● EXERCISE DIRECTIONS
Copy the data from its start through the line containing "column 524, row 359", substituting "red tracksuit" for "blue tracksuit" and changing nothing else.

## Begin DATA SECTION

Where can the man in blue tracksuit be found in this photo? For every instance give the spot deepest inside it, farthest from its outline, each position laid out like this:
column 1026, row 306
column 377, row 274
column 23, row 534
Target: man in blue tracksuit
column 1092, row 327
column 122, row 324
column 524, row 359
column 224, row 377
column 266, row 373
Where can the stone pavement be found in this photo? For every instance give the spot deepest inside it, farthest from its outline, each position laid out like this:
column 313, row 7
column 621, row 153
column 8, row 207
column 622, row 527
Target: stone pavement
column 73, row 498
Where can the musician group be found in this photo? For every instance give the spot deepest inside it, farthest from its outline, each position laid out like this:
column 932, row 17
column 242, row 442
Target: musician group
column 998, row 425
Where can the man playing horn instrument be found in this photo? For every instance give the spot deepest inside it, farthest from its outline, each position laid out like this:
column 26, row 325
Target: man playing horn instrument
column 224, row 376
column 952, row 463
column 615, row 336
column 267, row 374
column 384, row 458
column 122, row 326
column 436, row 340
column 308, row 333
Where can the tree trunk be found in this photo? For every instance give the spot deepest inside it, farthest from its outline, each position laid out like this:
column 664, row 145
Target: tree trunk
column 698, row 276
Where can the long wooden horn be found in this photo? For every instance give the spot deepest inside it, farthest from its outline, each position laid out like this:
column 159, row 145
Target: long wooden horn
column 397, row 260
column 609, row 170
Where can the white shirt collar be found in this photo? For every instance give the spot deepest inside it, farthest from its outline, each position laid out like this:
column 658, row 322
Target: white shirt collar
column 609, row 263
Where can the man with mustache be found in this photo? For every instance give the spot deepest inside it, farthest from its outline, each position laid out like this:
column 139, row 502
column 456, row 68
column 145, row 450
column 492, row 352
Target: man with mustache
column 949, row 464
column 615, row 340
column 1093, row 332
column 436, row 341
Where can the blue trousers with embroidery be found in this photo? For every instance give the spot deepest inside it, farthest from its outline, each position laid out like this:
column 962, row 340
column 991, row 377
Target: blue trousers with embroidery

## End DATA SECTION

● ANSWER TO THE EXERCISE
Where can the man in red tracksuit be found in this photo? For every instance give the spot deepest inside it, farthest from its outline, each position laid out like this:
column 1026, row 306
column 377, row 274
column 23, row 534
Target: man in red tracksuit
column 1092, row 327
column 122, row 324
column 524, row 359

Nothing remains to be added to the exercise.